◆ Exercise instructions:
Copy the records exactly. Include every line.
(Supplied data begins)
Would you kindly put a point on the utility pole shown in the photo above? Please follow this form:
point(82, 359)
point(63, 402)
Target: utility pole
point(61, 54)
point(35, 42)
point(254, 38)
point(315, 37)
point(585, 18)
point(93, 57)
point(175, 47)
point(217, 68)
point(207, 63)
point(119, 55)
(Supplied data ends)
◆ Completed exercise:
Would you kindly put a point on the utility pole shown in the photo above? Please follow this form:
point(82, 359)
point(63, 402)
Target: utility pole
point(61, 54)
point(35, 42)
point(254, 38)
point(315, 37)
point(585, 18)
point(93, 57)
point(175, 47)
point(217, 68)
point(207, 63)
point(119, 55)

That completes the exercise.